Below are records to retype exactly, except for the pictures.

* [Saved entries]:
++++++++++
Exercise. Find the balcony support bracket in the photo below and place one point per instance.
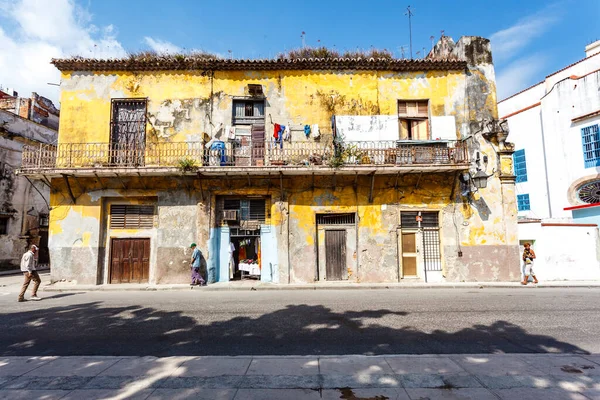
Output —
(78, 184)
(454, 182)
(372, 185)
(37, 190)
(142, 181)
(66, 178)
(48, 183)
(99, 181)
(281, 185)
(418, 181)
(121, 180)
(201, 188)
++++++++++
* [EXERCISE ANSWER]:
Exercise. Find the balcony support bracket in the photo below and place one point per instance.
Output —
(78, 184)
(454, 182)
(372, 185)
(37, 190)
(142, 181)
(66, 178)
(48, 183)
(99, 181)
(281, 185)
(418, 181)
(121, 180)
(201, 188)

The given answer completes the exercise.